(Saved entries)
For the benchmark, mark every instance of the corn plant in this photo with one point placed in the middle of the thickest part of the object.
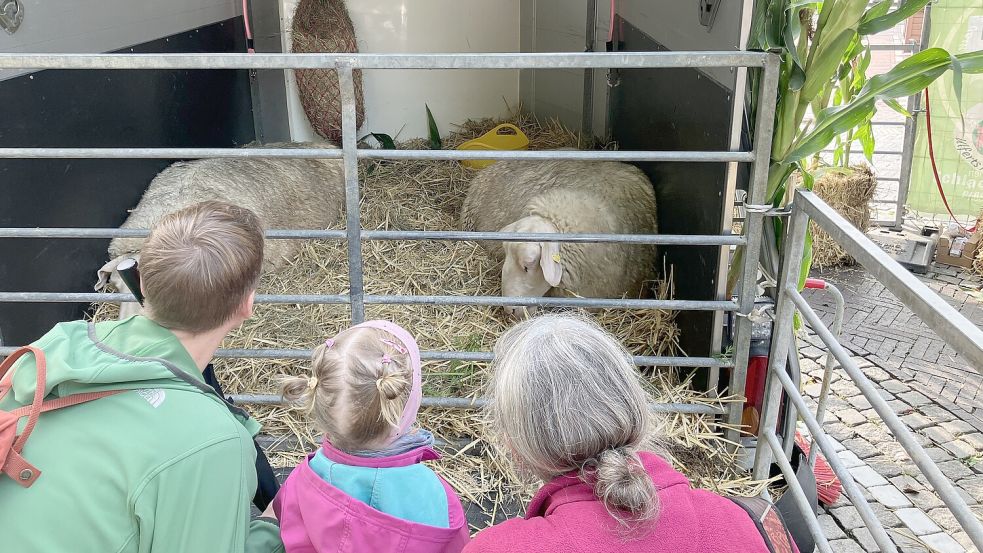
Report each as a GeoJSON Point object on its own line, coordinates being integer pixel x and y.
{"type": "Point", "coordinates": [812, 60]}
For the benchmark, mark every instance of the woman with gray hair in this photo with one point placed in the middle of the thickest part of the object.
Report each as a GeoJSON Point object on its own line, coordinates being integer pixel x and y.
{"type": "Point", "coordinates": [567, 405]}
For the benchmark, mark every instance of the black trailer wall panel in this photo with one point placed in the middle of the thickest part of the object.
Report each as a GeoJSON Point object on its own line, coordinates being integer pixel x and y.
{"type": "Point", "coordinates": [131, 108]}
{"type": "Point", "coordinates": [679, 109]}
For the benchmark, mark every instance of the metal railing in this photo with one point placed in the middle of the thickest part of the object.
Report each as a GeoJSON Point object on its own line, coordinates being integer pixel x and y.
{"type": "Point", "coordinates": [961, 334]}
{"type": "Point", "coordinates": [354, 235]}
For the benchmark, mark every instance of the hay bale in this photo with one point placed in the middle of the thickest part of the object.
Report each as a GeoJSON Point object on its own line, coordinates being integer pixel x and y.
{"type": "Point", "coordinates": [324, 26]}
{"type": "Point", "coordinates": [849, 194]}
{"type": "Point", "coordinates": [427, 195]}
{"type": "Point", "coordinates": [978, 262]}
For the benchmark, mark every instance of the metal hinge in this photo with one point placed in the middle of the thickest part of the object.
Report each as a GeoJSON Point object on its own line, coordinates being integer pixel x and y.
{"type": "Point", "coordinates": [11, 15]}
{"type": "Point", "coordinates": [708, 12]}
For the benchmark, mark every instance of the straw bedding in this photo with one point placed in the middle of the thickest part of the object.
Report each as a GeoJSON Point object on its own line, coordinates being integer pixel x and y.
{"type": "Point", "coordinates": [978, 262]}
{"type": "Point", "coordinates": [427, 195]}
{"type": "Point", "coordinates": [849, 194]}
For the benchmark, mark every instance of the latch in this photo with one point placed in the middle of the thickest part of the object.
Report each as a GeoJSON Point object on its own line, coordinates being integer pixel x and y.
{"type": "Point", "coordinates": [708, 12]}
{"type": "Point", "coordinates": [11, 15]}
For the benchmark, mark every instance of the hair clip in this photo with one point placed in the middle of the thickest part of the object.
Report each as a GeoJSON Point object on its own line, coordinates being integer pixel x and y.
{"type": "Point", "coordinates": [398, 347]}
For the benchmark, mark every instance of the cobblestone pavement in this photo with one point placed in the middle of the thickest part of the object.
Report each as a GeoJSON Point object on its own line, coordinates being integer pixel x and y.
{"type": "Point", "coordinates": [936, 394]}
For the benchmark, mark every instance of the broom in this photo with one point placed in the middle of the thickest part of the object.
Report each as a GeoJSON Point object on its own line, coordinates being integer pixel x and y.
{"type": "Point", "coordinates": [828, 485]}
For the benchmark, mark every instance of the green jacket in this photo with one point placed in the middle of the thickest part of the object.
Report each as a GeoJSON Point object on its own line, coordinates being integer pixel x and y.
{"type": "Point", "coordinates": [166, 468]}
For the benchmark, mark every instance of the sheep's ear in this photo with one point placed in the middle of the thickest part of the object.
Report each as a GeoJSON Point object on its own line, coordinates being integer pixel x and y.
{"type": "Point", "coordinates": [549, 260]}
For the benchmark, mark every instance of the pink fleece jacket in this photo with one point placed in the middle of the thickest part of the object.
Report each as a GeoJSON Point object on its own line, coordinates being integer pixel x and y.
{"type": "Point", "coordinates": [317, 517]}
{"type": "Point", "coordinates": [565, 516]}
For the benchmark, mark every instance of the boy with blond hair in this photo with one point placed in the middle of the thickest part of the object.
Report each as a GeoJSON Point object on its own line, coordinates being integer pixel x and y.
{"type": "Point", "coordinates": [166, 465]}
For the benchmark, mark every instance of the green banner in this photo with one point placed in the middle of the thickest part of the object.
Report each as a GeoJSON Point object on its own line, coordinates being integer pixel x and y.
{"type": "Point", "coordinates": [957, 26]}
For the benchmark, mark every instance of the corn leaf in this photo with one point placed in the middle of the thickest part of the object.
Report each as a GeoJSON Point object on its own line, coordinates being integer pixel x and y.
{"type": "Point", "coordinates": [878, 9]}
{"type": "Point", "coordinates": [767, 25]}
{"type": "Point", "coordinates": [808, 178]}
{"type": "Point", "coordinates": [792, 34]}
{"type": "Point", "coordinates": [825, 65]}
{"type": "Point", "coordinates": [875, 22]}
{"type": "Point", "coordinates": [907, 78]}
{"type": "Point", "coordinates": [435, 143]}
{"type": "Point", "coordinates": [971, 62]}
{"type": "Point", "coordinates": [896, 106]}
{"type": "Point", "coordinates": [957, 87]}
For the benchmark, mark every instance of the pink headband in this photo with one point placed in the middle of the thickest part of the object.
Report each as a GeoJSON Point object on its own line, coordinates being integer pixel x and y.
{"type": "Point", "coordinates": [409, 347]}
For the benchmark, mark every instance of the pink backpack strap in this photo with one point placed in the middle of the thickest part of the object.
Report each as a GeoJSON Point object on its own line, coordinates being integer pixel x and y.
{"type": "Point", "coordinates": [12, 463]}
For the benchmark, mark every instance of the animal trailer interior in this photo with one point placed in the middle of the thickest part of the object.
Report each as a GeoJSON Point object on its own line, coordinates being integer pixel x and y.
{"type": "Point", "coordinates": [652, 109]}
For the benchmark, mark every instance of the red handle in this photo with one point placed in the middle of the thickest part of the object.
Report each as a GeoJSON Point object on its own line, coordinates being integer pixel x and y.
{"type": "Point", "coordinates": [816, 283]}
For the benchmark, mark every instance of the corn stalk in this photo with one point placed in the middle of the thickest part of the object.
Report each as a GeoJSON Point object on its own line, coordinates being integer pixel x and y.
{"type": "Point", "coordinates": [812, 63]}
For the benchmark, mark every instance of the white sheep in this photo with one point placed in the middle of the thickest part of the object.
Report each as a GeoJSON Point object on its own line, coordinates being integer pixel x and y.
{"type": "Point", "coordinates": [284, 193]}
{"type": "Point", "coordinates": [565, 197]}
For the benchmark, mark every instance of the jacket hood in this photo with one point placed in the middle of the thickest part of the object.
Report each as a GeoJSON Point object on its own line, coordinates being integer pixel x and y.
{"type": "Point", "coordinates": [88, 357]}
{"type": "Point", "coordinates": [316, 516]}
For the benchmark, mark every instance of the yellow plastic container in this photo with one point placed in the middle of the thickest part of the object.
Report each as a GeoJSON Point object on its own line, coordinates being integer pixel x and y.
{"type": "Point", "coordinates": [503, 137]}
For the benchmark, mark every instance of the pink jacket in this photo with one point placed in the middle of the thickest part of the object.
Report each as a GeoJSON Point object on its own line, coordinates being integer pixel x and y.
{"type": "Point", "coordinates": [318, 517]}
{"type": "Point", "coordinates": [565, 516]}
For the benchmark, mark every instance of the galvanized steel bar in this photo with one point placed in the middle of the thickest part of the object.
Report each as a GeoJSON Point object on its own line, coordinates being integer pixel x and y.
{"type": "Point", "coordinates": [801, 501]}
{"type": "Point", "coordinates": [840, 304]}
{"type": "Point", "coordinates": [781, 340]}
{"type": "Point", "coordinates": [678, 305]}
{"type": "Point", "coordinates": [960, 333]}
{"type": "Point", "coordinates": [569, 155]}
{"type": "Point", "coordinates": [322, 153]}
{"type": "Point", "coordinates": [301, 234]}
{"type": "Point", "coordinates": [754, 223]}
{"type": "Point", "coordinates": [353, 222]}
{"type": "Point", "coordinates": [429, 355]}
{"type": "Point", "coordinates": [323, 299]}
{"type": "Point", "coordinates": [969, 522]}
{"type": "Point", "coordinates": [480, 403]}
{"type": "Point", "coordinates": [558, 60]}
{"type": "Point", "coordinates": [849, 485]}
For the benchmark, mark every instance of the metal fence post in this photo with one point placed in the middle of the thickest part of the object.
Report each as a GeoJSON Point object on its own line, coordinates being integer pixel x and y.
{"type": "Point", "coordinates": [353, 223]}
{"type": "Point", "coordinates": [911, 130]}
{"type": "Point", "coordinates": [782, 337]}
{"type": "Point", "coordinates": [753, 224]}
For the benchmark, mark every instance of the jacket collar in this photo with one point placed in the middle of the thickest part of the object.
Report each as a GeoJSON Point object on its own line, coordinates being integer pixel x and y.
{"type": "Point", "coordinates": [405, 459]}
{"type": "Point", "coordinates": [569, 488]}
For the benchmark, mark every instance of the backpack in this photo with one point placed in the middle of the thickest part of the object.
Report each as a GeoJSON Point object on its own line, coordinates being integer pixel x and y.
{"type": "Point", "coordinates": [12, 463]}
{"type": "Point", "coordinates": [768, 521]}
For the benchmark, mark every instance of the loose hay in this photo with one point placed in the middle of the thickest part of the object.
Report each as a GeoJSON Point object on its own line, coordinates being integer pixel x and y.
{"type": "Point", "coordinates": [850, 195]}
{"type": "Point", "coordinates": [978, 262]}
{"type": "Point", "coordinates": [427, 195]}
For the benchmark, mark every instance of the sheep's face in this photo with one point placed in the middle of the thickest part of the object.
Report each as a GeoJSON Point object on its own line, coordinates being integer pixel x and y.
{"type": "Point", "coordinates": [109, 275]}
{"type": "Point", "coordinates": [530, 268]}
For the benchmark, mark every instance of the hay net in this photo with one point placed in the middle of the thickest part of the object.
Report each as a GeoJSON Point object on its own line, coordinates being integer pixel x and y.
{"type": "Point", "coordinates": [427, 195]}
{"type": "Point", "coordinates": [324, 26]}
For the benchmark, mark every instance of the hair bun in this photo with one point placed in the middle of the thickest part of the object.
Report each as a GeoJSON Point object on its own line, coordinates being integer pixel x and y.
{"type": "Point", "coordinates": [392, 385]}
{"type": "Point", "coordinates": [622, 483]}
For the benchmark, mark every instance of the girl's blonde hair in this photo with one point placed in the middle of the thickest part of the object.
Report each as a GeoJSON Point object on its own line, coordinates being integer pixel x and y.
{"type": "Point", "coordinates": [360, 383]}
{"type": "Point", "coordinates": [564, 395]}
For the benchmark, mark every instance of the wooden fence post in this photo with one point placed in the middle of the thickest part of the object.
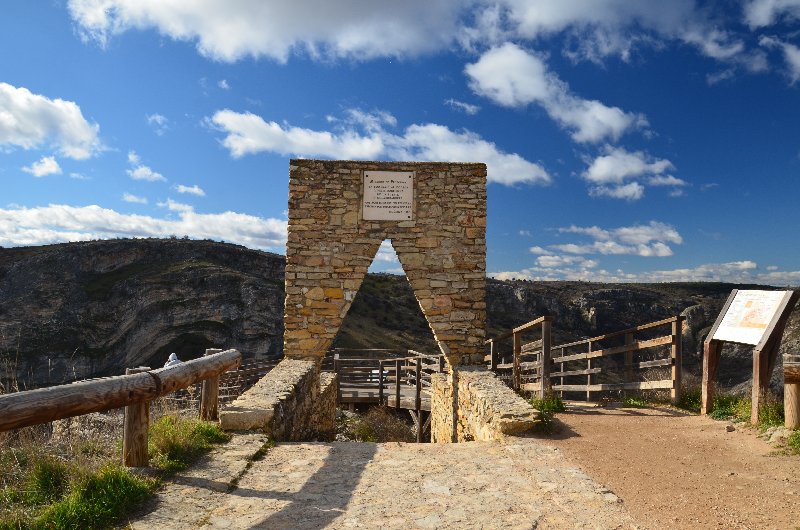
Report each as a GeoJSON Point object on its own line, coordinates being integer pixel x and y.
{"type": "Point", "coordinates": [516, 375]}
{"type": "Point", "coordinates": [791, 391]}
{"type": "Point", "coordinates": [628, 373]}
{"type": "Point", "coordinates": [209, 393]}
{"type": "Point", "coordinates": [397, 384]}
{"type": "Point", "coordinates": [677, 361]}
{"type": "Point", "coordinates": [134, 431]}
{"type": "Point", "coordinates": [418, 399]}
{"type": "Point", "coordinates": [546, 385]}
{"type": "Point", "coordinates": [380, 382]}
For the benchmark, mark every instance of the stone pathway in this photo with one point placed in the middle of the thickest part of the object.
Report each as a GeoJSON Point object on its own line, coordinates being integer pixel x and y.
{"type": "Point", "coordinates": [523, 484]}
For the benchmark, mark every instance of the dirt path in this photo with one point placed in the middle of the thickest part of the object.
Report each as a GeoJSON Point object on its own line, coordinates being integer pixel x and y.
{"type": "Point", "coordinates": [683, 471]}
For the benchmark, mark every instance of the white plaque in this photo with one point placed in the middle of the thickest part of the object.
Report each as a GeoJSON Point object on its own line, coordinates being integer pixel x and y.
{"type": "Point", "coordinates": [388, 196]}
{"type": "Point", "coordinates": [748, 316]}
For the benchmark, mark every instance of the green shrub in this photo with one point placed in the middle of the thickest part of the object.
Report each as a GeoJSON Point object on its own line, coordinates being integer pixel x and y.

AIM OF THE EXERCISE – In the records above, locate the line that contains "For the benchmark, mark every instance of the stone". Repeat it and every line after it, exactly, and nothing else.

RESULT –
For the benchmark, mark every instance of the stone pathway in this photo with one point placed in the middle of the thickest part of the object.
Report each as a GeoJSON Point object on its own line, coordinates being integer pixel x and y.
{"type": "Point", "coordinates": [523, 484]}
For the benchmark, mark every instance of the dirt path in this photo with one point placed in the middle of the thickest part of the object.
Report each as a GeoJSON Point object on its own line, coordinates being integer pixel x and y.
{"type": "Point", "coordinates": [683, 471]}
For the benchmark, mark every instance of the white plaque in this photo with one point placed in the middle of the thickest part of the object.
Report each as a GeoJSON Point object on its own line, coordinates being integer pixel x and y.
{"type": "Point", "coordinates": [388, 196]}
{"type": "Point", "coordinates": [748, 316]}
For the benchmark, mark every instance of the green shrub in this photo with one point placed in the middle of the thickest part of the object.
Report each as a GeoJSON Point object on its own line, coordinates being integer pixel x and y.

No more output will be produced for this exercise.